RECORDED INFORMATION →
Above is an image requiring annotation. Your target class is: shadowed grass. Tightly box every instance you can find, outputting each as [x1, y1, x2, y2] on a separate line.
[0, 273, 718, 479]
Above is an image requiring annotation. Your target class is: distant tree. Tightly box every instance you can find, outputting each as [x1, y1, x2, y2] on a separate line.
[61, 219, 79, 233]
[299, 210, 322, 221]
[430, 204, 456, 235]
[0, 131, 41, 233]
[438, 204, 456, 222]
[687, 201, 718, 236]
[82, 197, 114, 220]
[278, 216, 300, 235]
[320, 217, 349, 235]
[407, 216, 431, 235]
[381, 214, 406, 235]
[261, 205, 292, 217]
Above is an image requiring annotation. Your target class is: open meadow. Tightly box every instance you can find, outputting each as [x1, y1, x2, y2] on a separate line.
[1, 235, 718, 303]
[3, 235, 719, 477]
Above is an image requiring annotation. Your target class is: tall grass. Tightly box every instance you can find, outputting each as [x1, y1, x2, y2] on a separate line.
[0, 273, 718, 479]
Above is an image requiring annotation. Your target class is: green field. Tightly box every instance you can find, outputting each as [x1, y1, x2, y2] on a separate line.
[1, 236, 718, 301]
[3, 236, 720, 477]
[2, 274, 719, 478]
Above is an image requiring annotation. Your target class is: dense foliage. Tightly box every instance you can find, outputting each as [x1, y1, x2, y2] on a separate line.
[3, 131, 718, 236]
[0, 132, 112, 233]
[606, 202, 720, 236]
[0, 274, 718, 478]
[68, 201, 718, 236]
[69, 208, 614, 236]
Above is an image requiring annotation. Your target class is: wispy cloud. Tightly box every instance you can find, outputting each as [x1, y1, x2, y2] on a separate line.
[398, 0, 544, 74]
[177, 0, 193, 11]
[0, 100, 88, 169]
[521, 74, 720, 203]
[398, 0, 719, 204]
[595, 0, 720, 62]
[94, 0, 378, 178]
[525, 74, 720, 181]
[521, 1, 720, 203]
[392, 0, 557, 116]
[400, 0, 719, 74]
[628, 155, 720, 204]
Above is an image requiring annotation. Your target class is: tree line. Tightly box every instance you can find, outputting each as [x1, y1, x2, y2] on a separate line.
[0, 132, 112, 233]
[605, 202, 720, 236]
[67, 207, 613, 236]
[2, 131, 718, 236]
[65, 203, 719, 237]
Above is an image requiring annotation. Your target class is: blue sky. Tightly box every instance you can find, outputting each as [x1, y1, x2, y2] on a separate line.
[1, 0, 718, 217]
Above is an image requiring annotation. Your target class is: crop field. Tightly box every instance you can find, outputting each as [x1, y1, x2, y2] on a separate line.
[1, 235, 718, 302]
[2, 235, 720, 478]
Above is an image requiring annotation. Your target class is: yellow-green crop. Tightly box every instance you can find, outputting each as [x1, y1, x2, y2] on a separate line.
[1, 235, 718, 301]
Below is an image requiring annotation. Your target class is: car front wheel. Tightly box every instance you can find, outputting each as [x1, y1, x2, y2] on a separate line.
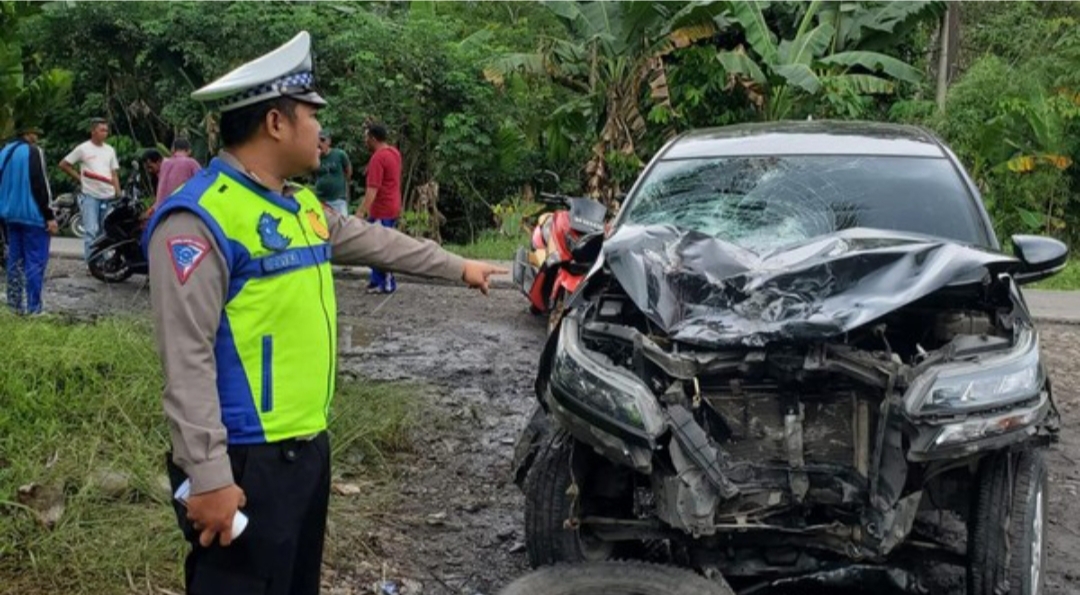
[968, 448, 1048, 595]
[524, 430, 635, 568]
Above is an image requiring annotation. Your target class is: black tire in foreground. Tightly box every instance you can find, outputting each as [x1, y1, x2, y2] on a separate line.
[968, 448, 1048, 595]
[497, 561, 735, 595]
[524, 430, 635, 568]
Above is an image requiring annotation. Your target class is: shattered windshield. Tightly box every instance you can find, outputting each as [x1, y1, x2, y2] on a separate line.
[622, 156, 986, 252]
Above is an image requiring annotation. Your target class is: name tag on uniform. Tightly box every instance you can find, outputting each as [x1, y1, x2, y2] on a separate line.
[262, 250, 302, 273]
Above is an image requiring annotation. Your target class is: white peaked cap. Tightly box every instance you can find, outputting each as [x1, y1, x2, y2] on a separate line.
[191, 31, 327, 112]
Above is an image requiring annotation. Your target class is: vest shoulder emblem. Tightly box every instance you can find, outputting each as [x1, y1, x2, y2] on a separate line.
[258, 212, 292, 252]
[307, 208, 330, 241]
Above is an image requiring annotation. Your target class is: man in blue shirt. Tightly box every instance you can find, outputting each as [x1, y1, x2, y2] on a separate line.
[0, 124, 58, 315]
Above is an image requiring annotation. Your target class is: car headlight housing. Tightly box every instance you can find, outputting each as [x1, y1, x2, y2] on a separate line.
[906, 326, 1043, 417]
[931, 394, 1048, 447]
[549, 317, 664, 439]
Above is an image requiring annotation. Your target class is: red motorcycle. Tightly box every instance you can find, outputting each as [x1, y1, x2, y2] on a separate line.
[512, 185, 607, 331]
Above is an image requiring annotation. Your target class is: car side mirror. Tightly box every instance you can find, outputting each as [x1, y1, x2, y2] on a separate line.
[1011, 234, 1068, 285]
[571, 231, 604, 264]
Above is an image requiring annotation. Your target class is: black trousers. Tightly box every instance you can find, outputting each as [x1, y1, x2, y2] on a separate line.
[167, 433, 331, 595]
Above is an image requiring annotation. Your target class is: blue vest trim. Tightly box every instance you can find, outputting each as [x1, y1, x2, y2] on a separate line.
[214, 311, 266, 445]
[143, 169, 233, 267]
[226, 240, 254, 303]
[208, 158, 301, 214]
[233, 243, 331, 280]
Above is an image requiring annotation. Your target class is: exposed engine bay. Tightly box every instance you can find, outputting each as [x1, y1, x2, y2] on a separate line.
[519, 225, 1060, 589]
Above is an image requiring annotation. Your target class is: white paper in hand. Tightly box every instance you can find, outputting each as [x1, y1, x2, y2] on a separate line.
[174, 479, 249, 540]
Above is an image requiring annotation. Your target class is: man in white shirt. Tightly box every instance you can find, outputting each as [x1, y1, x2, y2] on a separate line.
[59, 118, 121, 259]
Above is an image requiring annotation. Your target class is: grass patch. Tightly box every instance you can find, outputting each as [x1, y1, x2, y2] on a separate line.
[445, 230, 526, 261]
[1029, 259, 1080, 290]
[0, 312, 420, 594]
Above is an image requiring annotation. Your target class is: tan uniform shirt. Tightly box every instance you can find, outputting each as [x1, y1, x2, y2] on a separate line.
[149, 152, 465, 494]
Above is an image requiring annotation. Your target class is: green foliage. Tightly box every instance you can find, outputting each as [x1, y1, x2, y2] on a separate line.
[1031, 259, 1080, 291]
[716, 0, 937, 121]
[491, 195, 533, 238]
[0, 313, 418, 594]
[910, 4, 1080, 247]
[445, 229, 527, 261]
[484, 0, 728, 200]
[0, 1, 72, 136]
[11, 0, 1078, 253]
[398, 209, 437, 240]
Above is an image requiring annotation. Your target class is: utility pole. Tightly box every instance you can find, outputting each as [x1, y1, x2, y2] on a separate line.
[936, 2, 959, 113]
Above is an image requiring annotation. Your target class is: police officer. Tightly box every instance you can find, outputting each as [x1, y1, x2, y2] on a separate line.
[144, 31, 505, 595]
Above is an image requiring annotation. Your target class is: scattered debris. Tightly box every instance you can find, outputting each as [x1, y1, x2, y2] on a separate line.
[89, 468, 132, 500]
[16, 482, 66, 528]
[425, 512, 448, 526]
[333, 482, 364, 496]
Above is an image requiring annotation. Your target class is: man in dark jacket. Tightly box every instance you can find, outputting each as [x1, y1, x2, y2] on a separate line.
[0, 124, 57, 315]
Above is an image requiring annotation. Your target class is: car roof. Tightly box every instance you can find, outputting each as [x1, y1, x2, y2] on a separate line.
[659, 120, 948, 159]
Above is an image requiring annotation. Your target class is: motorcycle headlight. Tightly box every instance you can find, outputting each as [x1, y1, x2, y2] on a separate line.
[549, 317, 664, 439]
[906, 326, 1043, 417]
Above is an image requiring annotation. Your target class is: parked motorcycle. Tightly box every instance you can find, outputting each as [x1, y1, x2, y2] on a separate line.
[51, 192, 85, 238]
[512, 175, 608, 331]
[87, 161, 149, 283]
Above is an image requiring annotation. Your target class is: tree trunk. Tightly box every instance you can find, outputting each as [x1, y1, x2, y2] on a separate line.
[935, 2, 958, 112]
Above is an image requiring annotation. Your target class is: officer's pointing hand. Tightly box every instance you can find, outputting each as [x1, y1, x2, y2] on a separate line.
[462, 260, 508, 296]
[187, 484, 247, 547]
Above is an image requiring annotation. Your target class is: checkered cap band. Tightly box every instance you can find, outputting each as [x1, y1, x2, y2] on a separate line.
[217, 71, 315, 109]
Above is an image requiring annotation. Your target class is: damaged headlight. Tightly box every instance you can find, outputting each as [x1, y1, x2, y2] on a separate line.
[549, 316, 664, 439]
[906, 326, 1043, 417]
[931, 394, 1048, 447]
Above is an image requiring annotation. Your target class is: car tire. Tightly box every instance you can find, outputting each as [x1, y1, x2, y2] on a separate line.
[524, 431, 633, 568]
[497, 561, 735, 595]
[968, 448, 1048, 595]
[512, 406, 552, 488]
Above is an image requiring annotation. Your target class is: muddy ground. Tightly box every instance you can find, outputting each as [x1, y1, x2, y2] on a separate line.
[24, 259, 1080, 594]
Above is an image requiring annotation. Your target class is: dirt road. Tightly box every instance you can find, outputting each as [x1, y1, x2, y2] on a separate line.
[29, 260, 1080, 594]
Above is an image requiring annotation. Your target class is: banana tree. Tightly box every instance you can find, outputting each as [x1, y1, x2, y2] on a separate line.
[484, 0, 726, 205]
[717, 0, 931, 121]
[0, 1, 72, 137]
[992, 90, 1080, 234]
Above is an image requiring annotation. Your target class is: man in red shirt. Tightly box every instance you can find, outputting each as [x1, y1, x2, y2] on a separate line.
[357, 122, 402, 293]
[155, 137, 202, 208]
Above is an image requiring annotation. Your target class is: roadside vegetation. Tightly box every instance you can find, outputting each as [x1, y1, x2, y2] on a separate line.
[0, 313, 420, 594]
[2, 1, 1078, 287]
[446, 230, 528, 261]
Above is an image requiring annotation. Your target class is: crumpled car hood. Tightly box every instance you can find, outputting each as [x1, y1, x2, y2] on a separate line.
[602, 225, 1018, 348]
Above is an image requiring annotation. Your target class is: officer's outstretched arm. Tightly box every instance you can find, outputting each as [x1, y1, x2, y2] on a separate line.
[326, 208, 465, 281]
[148, 211, 234, 495]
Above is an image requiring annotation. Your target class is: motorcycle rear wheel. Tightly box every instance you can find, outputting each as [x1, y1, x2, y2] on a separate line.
[88, 249, 134, 283]
[69, 213, 86, 238]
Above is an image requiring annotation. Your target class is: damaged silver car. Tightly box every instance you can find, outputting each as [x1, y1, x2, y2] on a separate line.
[513, 122, 1067, 594]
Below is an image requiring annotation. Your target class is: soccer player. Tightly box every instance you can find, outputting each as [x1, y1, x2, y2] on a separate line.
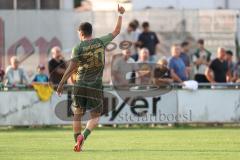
[56, 5, 125, 152]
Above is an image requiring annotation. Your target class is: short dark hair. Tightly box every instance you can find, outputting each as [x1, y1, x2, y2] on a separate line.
[78, 22, 92, 36]
[198, 39, 204, 45]
[142, 22, 149, 28]
[131, 19, 139, 28]
[129, 22, 137, 30]
[181, 41, 189, 48]
[226, 50, 233, 56]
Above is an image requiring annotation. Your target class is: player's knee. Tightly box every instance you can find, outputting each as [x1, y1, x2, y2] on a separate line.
[90, 113, 100, 125]
[92, 117, 100, 126]
[73, 107, 85, 116]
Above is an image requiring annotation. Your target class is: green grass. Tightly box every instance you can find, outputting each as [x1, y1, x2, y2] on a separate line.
[0, 127, 240, 160]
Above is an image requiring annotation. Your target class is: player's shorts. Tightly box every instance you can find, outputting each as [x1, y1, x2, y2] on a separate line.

HOW TO COMPLETE THIS TASK → Repeat the data above starting at the line with "class is: short" and ending at its last line, exactly, with no other lines.

ANSWER SECTION →
Above is an image requiring annotation. Your target class is: short dark hair. Tightly box every instance you can find, outputting each as [x1, y1, x2, y2] on a separate line.
[78, 22, 92, 36]
[198, 39, 204, 45]
[142, 22, 149, 28]
[131, 19, 139, 28]
[129, 22, 137, 30]
[181, 41, 189, 48]
[226, 50, 233, 56]
Above is an image requiring annotation. Your target class is: player's knee. Tightly box every instance you can find, outputting each as [x1, y1, x2, y2] on a separate line.
[90, 113, 100, 125]
[92, 117, 100, 126]
[73, 107, 85, 116]
Above is an image requiring annotation. Your target class is: green grass. Tightly box every instance you can find, outputting each as [x1, y1, x2, y2] on a separate line.
[0, 127, 240, 160]
Above is an image requiring annotation. Your target class is: player's shorts. Tightly box every instance you can find, outputting each as [x1, y1, x2, y2] on a separate line.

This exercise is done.